PROBLEM DETAILS
Line by line, the entries below are to be reproduced unaltered.

*** TASK INPUT ***

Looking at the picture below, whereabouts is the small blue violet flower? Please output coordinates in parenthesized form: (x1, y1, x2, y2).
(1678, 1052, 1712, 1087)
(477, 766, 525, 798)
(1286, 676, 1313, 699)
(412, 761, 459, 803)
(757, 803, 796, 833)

*** End of TASK INPUT ***

SOLUTION FOR THIS TASK
Looking at the picture below, whereabouts is the small blue violet flower? Please output coordinates in parenthesized form: (x1, y1, x2, y2).
(1678, 1052, 1712, 1087)
(477, 766, 525, 798)
(1286, 676, 1313, 699)
(412, 761, 459, 803)
(757, 803, 796, 833)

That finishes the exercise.